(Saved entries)
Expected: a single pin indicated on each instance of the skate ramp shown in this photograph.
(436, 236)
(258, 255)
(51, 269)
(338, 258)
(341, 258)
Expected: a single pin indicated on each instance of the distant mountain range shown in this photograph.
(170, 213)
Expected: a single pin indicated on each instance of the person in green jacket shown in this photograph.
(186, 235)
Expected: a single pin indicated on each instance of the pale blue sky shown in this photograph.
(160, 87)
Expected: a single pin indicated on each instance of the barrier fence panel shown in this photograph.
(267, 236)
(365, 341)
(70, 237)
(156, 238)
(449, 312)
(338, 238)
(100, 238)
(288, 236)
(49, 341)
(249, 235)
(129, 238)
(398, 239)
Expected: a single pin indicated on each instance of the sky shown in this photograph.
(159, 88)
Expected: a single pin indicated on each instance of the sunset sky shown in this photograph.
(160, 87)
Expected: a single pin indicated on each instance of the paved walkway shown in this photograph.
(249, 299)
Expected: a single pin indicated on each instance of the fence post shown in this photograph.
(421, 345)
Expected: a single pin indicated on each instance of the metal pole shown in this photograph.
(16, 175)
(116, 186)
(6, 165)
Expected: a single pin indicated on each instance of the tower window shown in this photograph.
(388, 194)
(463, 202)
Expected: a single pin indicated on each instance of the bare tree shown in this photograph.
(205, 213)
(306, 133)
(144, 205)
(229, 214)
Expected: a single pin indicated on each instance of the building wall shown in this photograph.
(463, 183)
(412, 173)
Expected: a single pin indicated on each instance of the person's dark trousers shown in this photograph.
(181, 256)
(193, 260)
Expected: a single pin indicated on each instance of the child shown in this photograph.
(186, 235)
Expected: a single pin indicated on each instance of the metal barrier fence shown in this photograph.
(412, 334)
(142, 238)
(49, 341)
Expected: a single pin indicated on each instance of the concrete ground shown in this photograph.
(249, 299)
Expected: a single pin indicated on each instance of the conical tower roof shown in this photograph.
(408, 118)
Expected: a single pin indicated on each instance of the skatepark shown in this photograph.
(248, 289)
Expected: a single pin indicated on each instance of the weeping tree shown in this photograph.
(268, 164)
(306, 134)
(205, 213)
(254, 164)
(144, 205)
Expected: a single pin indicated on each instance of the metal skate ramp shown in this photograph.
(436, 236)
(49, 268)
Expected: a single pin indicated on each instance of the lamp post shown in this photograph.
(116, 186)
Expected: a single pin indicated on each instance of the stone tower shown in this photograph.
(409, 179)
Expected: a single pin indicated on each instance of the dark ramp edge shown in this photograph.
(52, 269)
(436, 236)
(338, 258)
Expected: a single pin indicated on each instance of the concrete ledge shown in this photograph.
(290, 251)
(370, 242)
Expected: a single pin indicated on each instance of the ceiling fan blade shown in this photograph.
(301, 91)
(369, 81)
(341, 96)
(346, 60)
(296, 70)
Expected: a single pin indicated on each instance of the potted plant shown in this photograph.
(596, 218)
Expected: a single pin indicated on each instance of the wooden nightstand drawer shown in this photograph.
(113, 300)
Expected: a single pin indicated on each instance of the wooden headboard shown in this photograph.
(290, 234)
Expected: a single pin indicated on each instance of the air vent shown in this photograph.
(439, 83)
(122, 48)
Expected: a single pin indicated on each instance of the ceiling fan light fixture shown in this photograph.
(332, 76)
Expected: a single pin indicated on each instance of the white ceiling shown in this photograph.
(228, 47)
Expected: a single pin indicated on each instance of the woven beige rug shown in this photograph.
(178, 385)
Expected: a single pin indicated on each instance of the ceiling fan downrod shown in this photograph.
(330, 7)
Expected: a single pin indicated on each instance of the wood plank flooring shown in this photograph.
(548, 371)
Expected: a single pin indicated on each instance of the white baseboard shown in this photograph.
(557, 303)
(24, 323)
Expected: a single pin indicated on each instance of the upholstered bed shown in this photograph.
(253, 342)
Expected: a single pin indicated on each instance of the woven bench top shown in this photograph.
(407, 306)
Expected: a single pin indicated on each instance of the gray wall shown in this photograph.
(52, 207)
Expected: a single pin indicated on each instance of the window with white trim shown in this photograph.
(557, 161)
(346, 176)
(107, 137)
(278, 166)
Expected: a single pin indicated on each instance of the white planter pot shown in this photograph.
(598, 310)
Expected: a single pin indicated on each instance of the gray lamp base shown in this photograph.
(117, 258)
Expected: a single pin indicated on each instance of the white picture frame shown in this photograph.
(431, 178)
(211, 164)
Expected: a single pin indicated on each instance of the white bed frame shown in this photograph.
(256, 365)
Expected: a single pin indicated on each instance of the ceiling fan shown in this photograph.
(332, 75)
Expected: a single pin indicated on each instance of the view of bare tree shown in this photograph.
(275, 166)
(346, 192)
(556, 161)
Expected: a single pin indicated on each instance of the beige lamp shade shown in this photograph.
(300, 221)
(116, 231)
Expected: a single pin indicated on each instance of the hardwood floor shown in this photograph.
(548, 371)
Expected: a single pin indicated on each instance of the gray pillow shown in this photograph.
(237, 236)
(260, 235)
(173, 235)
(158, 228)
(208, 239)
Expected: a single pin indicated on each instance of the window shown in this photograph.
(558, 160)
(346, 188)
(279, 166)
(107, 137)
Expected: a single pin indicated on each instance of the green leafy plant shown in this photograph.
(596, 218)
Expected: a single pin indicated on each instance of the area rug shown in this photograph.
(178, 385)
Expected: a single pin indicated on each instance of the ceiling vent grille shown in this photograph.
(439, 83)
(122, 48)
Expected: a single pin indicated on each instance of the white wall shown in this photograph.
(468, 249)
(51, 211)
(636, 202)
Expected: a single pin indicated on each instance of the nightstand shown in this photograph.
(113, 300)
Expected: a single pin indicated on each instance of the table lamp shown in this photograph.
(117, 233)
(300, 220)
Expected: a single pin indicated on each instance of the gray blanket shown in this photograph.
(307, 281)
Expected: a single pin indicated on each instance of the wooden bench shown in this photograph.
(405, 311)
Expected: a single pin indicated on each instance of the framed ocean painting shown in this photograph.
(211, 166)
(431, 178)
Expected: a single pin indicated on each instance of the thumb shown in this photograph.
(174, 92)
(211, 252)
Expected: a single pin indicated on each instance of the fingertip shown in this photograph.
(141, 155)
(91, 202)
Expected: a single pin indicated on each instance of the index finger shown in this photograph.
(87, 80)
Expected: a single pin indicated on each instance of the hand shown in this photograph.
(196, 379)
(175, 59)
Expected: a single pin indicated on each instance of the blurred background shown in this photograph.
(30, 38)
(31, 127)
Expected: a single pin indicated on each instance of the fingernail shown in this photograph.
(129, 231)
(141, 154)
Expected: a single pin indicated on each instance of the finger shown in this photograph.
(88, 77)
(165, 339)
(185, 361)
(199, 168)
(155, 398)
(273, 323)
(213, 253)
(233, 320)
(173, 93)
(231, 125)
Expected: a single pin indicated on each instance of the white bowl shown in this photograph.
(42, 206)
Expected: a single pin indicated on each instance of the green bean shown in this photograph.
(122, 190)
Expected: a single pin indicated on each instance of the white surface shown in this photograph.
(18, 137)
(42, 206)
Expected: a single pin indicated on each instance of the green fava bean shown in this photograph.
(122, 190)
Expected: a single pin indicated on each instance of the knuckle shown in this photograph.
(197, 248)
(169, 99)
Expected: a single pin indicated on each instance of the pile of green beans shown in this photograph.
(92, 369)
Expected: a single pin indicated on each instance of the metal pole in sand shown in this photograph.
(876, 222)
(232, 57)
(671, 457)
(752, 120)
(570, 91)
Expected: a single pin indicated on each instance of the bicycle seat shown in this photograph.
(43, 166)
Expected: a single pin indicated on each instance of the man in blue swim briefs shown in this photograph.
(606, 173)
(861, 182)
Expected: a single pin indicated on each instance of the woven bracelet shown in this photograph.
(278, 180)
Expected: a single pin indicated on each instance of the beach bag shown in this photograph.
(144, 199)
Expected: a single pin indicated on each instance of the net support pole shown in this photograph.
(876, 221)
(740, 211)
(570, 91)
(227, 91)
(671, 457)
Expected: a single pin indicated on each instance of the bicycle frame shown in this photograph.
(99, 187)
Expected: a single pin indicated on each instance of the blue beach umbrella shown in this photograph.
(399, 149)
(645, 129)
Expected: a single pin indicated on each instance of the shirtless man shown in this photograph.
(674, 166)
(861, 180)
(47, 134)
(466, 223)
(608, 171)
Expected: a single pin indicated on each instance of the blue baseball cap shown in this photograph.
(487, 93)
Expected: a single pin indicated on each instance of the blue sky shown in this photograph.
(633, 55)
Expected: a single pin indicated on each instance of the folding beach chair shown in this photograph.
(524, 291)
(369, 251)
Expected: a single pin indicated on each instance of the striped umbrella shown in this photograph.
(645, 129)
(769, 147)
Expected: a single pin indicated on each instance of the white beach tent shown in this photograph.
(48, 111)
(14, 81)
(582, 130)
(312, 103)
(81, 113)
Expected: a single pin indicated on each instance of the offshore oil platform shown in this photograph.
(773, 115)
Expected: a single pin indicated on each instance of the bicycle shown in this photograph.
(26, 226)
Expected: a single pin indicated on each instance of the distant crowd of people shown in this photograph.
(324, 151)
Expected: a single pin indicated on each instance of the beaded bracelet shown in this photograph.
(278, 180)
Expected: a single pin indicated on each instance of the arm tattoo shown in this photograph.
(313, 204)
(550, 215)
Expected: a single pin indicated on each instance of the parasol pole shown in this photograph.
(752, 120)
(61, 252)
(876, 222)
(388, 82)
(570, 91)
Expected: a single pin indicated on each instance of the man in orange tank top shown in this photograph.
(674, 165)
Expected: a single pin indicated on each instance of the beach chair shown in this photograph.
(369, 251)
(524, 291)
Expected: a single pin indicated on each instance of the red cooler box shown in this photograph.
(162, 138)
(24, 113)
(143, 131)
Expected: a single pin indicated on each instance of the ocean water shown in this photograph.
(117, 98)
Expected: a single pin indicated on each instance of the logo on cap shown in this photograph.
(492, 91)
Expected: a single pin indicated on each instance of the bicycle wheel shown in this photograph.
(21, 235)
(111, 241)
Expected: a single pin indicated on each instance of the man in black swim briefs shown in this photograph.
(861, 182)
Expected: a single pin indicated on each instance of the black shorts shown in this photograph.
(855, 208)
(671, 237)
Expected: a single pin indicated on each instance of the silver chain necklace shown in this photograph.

### Directions for this task
Print the lines of the entries, exactly, from the one containing "Expected: a single pin indicated on each instance of the black" down to the final line, and leave out all the others.

### Answer to this task
Expected: a single pin indicated on each instance of the black shorts shown in this photograph.
(855, 208)
(671, 237)
Expected: a single pin indicated on each instance of the silver chain necklace shown in this photograph.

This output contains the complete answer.